When we switched from Windows to linux, we stood back in disbelief.  The upload was now taking 90 seconds instead of 22 minutes.  We found that Maven on Windows has extremely poor network performance.  We temporarily switched to Maven on linux by splitting up the build job to have a separate upload job that was tied to the Jenkins master node (running linux).

Our Second Big Win

The next thing we tackled was the “PD CI-Test” group.  These are just TestNG Java tests that hit the Quick Base API to do some automated testing.  We found one simple area to improve: add test data using bulk import instead of per-record inserts.  Since this was in setup code, the several-second difference added up to … drum roll … 18 minutes!

Number Three

There was still lots of room for improvement in the “PD CI-Test” group, so we found one other quick win.  After we’d encountered the Maven slowness, we started to question the speed of Ant on Windows.  The server was only running at 20% CPU when the tests were running, so we suspected something wasn’t going as fast as it could.  Switching our tests to be called via Gradle instead of Ant saved us another 12 minutes!

Assessing Where We Are Now

In 2 months, our diagram looked like this:

Picture2

You can bet that was exciting!  Now we have the momentum and people believe it can be done.

We’ve continued to make further improvements such as moving from the aging hardware in the Cambridge server room to AWS using the Jenkins EC2 plugin (and then taking advantage of the C5 instance types (which boot our Windows AMI in 4 minutes instead of 10) by building our own version of the plugin and submitting a PR for it here).  Build times are currently averaging 26 minutes and we’ve got items on the roadmap (including moving to Jenkins pipeline so we can easily take advantage of parallelism) that should get us closer to 15.  After that, we run into limitations of the MSVC++ linker that does a few things single-threaded; one of our projects is quite large and produces a single binary.  The next steps there include breaking that project up (e.g. use libraries).  That will take more effort, so we’ve left that for last.

----------

=== REQUESTS ===
**A)** Reproduce the part of the build-time passage from "There was still" up to and including "another 12 minutes!".
**B)** Decide whether each statement agrees with the build-time passage, answering yes or no and quoting the words that settle it: (i) after the move to Linux, the upload took 90 seconds rather than 22 minutes; (ii) the server ran at 80% CPU while the tests were running; (iii) build times now average 15 minutes.
**C)** List every section heading that appears in the build-time passage.
The listing after the build-time passage is not needed for any of this work.

=== DATASET EXTRACT ===

----------

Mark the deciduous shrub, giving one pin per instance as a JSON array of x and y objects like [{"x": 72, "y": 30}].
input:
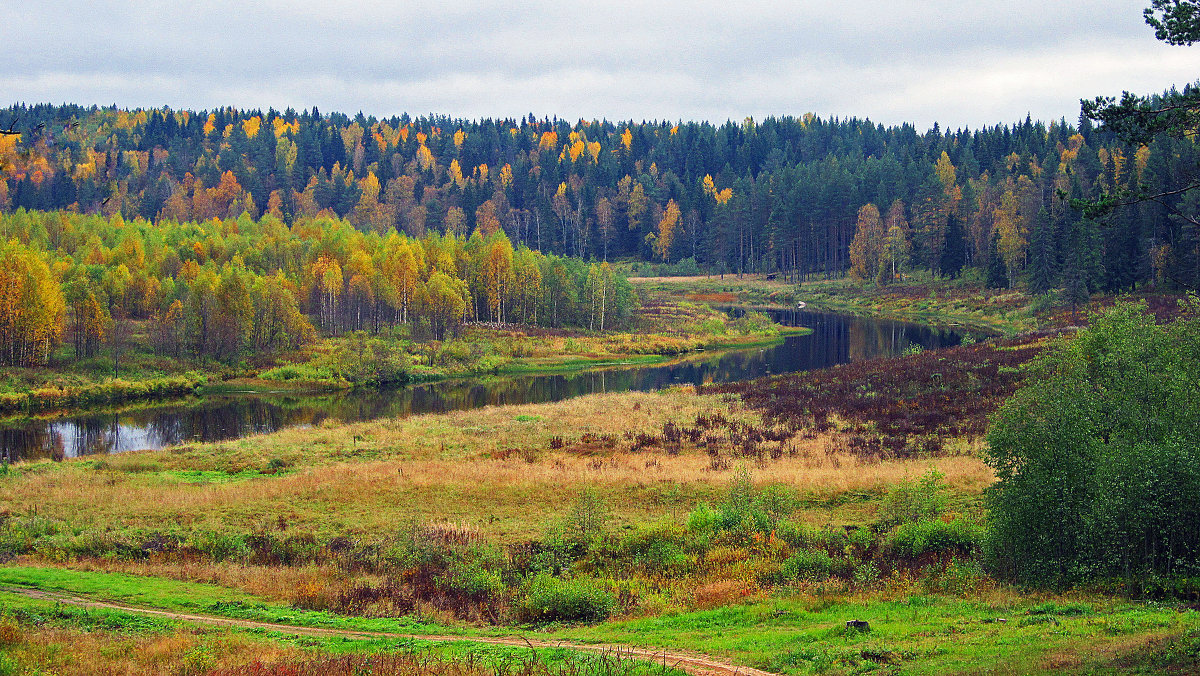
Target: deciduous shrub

----------

=== ANSWERS PROVIDED ===
**A)**
There was still lots of room for improvement in the “PD CI-Test” group, so we found one other quick win.  After we’d encountered the Maven slowness, we started to question the speed of Ant on Windows.  The server was only running at 20% CPU when the tests were running, so we suspected something wasn’t going as fast as it could.  Switching our tests to be called via Gradle instead of Ant saved us another 12 minutes!

**B)**
(i) Yes: "The upload was now taking 90 seconds instead of 22 minutes."
(ii) No: "The server was only running at 20% CPU when the tests were running"
(iii) No: "Build times are currently averaging 26 minutes"

**C)**
Our Second Big Win
Number Three
Assessing Where We Are Now